┏━━

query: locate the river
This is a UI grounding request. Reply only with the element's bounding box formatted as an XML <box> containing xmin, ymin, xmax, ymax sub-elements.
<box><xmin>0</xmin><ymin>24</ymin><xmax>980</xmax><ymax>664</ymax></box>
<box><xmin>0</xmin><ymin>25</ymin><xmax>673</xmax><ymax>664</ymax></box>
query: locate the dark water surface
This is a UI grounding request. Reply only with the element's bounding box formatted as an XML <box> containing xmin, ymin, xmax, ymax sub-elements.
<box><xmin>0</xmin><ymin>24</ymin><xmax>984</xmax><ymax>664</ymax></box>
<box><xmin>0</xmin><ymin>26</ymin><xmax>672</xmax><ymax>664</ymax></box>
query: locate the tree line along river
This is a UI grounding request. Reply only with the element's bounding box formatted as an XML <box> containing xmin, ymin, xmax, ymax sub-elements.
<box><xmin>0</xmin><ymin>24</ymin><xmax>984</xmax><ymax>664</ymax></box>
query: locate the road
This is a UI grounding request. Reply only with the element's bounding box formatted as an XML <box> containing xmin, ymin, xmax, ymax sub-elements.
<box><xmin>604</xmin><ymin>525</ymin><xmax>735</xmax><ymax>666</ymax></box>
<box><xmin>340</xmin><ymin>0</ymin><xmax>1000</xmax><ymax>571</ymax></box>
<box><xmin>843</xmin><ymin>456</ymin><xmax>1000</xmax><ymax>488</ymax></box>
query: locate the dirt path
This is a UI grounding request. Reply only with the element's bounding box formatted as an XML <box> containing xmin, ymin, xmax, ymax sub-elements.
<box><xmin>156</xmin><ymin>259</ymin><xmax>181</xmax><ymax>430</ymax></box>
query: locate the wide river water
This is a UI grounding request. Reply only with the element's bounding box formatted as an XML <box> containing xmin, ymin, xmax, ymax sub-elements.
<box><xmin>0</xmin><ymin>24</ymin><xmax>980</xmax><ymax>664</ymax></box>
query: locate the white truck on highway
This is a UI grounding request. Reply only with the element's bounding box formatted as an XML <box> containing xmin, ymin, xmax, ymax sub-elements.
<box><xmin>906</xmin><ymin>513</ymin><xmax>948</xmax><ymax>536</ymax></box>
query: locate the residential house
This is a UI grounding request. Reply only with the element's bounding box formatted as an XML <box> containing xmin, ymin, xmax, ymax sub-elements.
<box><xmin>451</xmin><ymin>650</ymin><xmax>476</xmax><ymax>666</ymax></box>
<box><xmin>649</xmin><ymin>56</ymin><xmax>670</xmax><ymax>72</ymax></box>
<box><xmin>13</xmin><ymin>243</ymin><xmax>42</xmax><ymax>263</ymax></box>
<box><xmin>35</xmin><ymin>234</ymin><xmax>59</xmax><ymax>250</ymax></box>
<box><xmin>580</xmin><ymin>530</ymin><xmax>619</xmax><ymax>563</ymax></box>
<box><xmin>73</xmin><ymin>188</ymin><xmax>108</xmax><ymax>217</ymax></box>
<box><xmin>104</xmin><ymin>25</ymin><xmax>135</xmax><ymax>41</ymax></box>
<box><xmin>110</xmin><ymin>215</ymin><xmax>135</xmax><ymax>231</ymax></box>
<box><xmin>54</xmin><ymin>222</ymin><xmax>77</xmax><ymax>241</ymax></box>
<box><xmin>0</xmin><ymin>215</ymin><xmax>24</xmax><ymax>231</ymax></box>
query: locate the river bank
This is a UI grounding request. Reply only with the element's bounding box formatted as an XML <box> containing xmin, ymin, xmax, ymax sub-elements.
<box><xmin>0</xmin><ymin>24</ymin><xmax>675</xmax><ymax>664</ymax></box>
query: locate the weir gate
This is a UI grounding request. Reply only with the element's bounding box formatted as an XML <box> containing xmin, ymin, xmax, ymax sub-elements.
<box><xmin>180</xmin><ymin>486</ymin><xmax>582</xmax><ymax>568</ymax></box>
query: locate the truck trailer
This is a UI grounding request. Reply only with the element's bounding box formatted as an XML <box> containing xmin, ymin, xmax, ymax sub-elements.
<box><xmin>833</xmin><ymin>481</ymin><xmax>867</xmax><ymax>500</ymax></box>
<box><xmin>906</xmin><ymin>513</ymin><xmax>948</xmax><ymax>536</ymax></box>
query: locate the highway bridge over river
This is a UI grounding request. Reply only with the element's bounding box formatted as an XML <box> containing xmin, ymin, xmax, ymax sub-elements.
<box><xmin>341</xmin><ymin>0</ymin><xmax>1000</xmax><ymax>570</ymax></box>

┗━━

__Task__.
List every line of the listing above that contains the word "truck".

__Task answer__.
query: locate the white truck on highway
query: locate the truck trailer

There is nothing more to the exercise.